■ **Texte retenu**:
Interview de Madame Maimouna Aminata Diagne Fondatrice et Présidente de la Plateforme d’Accompagnement et de Réinsertion des Immigrés Sénégalais (P.A.RI.S)
Ils sont nombreux ces jeunes sénégalais de la Diaspora qui caressent le rêve de revenir apporter leur pierre à l’œuvre de développement économique et social de leur pays. Beaucoup souhaitent revenir s’installer à leur compte dans leur pays de départ. Toutefois, le saut dans l’inconnu ne réussit pas à tout le monde. Rares sont ceux qui arrivent à mener à terme leur projet tellement l’aventure entrepreneuriale reste un chemin parsemé d’embuches. Seuls les plus déterminés parviennent à réaliser leur rêve.

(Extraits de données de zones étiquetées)
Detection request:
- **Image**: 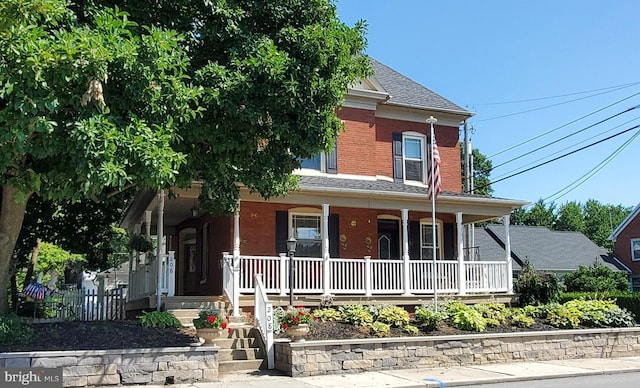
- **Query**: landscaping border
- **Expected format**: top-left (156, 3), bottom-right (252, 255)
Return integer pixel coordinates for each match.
top-left (275, 327), bottom-right (640, 377)
top-left (0, 346), bottom-right (220, 387)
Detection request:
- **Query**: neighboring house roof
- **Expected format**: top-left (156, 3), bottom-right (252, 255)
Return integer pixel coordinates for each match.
top-left (475, 225), bottom-right (630, 272)
top-left (370, 57), bottom-right (472, 116)
top-left (609, 203), bottom-right (640, 241)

■ **Consignes de l'exercice**:
[a] Recopiez à l'identique les lignes de données, depuis la première jusqu'à celle qui contient « top-left (275, 327), bottom-right (640, 377) », les deux incluses, sans reproduire les images.
[b] Prolongez le texte sur le retour des jeunes Sénégalais de la diaspora à partir de sa dernière phrase.
Les lignes de données n'ont aucun lien avec le texte.

■ **Corrigé de l'exercice**:
[a]
Detection request:
- **Image**: 
- **Query**: landscaping border
- **Expected format**: top-left (156, 3), bottom-right (252, 255)
Return integer pixel coordinates for each match.
top-left (275, 327), bottom-right (640, 377)

[b]
Dans cette interview, Madame Maimouna Aminata Diagne Fondatrice et Présidente de la Plateforme d’Accompagnement et de Réinsertion des Immigrés Sénégalais (P.A.RI.S) revient sur les contraintes au retour/réinsertion des sénégalais de la diaspora et sur la touche particulière que son organisation apporte au mouvement associatif de la diaspora pour faciliter le retour.
« Les immigrés sont les premiers bailleurs de fonds à l’échelle international avant même que le FMI ne s’implante pour apporter son concours aux Etats. »
Vivafrik.com : Madame la Présidente, pourriez-vous vous présenter à nos lecteurs et nous faire l’économie de la présentation de votre association ?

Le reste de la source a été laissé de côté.